#### [Estratto del documento]
——————

Ecco, la stessa cosa può accadere in magistratura. Se vogliamo un consiglio superiore della magistratura in grado di farsi interpretare in maniera corretta delle esigenze della giustizia, delle esigenze della funzionalità del sistema giudiziario, ci vogliono dei magistrati che siano portatori di una rappresentatività che va dal di là di quella che può essere da un singolo scelto dal caso. Con il sorteggio può essere eletto un magistrato bravissimo, il migliore giurista possibile, ma che potrebbe essere del tutto svincolato dai rapporti con i colleghi, e che per tale ragione potrebbe non rendersi conto adeguatamente di quelle che possono essere le esigenze da affrontare.

Io mi domando: perché andare incontro a questa perdita di rappresentatività? Io credo che sarebbe meglio intervenire, come è stato già fatto e ancora meglio si può fare, su quelli che sono i criteri di nomina dei dirigenti degli uffici, ossia procedere con interventi mirati a garantire la nomina dei soggetti più adatti a ricoprire incarico dirigenziali o semidirigenziali, senza per questo sacrificare l’elevato coefficiente di rappresentatività che una elezione può garantire.

Il tema più delicato è quello della separazione delle carriere; tema evidentemente per molti aspetti coincidente con la precisione di due Csm è correlato. Possiamo dire che il doppio Csm e l’evidente conseguenza della separazione.  SI tratta del punto che ci interessa maggiormente, perché se è vero che un magistrato che può essere sottoposto a un procedimento disciplinare in cui non ha piena fiducia è un magistrato potenzialmente intimidito, che analogamente più “debole” è un magistrato che percepisca a perdita della rappresentatività concreta dei rappresentanti togati nei Csm, è chiaro che il tema della separazione è quello che riguarda invece l’essenza della funzione. Qui siamo nel cuore del problema, del quale già all’inizio ho accennato.

——————

#### [Consegna 1]
Quale tema viene definito il più delicato nel brano sulla magistratura?
#### [Consegna 2]
Elenca tutte le caratteristiche che il brano sulla magistratura attribuisce al magistrato che potrebbe essere eletto con il sorteggio.
#### [Consegna 3]
Prosegui il brano sulla magistratura a partire dalla sua ultima frase.

(Voci salvate)
——————

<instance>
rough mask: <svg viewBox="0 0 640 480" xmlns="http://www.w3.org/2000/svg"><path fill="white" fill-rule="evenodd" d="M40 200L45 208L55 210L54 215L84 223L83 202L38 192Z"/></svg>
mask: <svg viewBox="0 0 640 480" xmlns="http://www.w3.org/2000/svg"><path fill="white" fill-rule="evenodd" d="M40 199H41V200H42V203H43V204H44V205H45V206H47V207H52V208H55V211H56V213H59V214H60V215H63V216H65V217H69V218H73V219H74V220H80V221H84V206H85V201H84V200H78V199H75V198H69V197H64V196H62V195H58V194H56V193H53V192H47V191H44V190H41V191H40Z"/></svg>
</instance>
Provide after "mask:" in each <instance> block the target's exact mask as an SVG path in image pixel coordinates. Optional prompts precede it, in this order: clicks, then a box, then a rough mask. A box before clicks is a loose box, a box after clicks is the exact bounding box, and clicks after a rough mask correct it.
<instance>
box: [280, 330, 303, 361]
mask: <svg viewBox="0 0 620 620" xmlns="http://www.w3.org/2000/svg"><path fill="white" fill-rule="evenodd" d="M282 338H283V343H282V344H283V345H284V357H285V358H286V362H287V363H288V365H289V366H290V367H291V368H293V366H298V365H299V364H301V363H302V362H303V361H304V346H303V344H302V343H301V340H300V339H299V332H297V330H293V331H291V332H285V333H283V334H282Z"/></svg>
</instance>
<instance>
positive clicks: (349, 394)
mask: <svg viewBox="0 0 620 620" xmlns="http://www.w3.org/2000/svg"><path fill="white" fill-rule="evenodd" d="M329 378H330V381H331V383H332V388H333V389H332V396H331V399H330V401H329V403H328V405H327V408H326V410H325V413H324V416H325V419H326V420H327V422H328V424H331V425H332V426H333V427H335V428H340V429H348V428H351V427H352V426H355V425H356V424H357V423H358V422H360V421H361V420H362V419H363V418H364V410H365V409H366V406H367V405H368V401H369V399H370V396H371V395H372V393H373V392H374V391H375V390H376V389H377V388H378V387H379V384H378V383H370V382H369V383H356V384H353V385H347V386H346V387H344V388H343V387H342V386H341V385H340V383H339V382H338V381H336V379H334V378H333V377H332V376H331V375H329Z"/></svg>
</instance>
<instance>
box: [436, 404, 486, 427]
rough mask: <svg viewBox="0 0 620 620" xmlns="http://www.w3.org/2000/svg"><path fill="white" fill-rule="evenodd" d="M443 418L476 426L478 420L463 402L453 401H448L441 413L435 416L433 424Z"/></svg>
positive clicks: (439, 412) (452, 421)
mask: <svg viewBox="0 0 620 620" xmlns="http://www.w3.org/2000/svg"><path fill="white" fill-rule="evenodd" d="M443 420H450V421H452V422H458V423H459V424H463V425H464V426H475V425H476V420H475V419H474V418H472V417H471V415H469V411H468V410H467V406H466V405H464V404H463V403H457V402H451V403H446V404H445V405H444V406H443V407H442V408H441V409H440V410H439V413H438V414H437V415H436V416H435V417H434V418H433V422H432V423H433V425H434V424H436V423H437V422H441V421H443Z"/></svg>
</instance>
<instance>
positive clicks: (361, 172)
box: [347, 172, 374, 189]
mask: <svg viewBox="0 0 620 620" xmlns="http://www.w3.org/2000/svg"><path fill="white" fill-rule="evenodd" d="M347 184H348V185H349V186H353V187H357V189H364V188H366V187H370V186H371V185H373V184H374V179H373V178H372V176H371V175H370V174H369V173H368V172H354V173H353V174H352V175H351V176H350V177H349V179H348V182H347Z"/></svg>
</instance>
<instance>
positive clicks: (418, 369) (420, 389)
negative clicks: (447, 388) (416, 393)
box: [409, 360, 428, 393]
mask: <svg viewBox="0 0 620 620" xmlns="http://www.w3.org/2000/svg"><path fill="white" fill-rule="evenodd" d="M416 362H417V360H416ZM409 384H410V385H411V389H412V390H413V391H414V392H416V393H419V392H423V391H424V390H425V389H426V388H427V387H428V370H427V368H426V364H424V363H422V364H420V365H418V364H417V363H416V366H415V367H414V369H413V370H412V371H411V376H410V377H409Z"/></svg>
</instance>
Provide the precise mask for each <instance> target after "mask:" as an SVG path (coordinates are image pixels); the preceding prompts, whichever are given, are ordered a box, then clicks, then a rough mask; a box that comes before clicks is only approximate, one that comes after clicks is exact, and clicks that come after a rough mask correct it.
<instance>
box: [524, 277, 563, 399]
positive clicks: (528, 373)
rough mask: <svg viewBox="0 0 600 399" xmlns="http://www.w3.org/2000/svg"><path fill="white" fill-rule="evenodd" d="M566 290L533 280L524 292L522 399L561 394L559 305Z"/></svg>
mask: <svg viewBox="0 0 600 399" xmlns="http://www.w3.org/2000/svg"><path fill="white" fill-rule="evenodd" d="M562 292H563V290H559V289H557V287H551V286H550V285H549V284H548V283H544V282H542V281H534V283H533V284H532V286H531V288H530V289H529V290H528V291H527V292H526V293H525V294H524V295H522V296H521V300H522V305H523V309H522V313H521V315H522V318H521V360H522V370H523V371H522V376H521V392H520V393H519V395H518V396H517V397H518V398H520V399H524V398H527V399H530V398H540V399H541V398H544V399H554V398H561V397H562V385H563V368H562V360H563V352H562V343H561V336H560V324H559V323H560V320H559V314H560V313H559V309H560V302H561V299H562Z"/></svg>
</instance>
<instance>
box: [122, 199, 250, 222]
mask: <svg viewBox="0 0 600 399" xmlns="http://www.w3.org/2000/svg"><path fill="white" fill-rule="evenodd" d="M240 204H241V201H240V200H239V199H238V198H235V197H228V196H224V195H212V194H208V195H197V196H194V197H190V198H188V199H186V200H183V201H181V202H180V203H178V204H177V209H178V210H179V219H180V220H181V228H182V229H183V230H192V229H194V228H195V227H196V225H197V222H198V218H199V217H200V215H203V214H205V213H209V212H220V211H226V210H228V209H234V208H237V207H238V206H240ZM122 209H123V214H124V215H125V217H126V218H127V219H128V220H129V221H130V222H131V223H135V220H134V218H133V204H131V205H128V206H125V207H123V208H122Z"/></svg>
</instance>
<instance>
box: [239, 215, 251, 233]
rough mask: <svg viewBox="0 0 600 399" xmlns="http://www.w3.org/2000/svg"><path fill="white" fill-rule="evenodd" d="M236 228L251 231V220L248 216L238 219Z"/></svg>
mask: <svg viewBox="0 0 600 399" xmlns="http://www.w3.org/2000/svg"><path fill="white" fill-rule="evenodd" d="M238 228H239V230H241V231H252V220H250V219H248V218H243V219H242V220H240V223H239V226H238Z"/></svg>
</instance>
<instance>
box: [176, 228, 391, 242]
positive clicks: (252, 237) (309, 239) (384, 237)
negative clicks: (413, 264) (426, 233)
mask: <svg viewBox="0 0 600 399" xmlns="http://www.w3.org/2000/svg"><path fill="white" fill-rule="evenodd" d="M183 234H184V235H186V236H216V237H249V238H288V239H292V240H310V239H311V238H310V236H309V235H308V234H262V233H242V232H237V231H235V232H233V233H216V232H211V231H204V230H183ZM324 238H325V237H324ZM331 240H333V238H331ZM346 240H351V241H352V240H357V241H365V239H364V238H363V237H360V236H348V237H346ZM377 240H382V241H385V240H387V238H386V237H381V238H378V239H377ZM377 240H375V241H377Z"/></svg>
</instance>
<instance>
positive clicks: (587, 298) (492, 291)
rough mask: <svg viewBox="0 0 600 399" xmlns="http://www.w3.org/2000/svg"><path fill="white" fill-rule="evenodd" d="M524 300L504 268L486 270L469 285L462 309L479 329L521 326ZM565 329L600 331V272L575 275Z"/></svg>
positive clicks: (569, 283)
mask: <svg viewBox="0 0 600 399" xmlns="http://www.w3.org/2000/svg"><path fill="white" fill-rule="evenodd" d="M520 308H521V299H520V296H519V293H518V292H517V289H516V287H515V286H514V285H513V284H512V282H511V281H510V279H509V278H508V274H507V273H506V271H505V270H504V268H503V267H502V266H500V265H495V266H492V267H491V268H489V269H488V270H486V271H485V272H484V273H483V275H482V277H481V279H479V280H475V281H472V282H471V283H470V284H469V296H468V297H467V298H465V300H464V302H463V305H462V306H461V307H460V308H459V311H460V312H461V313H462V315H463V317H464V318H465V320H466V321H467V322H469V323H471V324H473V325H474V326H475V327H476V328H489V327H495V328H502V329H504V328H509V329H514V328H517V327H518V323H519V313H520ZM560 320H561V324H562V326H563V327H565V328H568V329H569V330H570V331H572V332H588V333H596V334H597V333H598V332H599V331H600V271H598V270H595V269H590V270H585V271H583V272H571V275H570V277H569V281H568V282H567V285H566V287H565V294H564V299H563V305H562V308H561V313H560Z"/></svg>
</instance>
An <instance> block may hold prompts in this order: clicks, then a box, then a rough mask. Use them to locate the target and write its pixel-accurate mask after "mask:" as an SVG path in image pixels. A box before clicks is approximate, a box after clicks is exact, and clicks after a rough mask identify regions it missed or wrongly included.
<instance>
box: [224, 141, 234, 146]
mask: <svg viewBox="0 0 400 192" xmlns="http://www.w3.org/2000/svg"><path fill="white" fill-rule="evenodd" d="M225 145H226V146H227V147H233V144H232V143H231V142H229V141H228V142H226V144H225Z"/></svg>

——————

#### [Risposta attesa 1]
La separazione delle carriere.

#### [Risposta attesa 2]
- Bravissimo
- Il migliore giurista possibile
- Del tutto svincolato dai rapporti con i colleghi
- Potrebbe non rendersi conto adeguatamente delle esigenze da affrontare

#### [Risposta attesa 3]
Io come cittadino mi sento oggi maggiormente garantito, come potenziale indagato (lo sono anche stato molti anni fa) sapendo che il pubblico ministero è un organo che si fa carico di un’indagine a 360 gradi sulla mia attività, sulle condotte che mi vengono contestate: questo è il punto.

Provate a pensare a quello che è l’attuale sistema penale previsto dalla riforma Cartabia, dove il pubblico ministero per primo è chiamato a valutare se gli elementi consentono una ragionevole previsione di condanna. Bene, nel momento in cui questo principio è stato formalizzato, introdotto nel sistema penale, noi chiediamo al pubblico ministero di assumere un ruolo diverso. Io non voglio neanche pensare ai discorsi di critica all’articolo 111 sul giusto processo, che è una norma sacra per tutti, alla necessità che il giudice che debba essere terzo rispetto alla parti: questo non è in discussione.

Le nostre ragioni riguardano il ruolo del pubblico ministero che è un soggetto, quando inizia le indagini, libero di decidere a 360 gradi in base alla sua coscienza e alla sua professionalità.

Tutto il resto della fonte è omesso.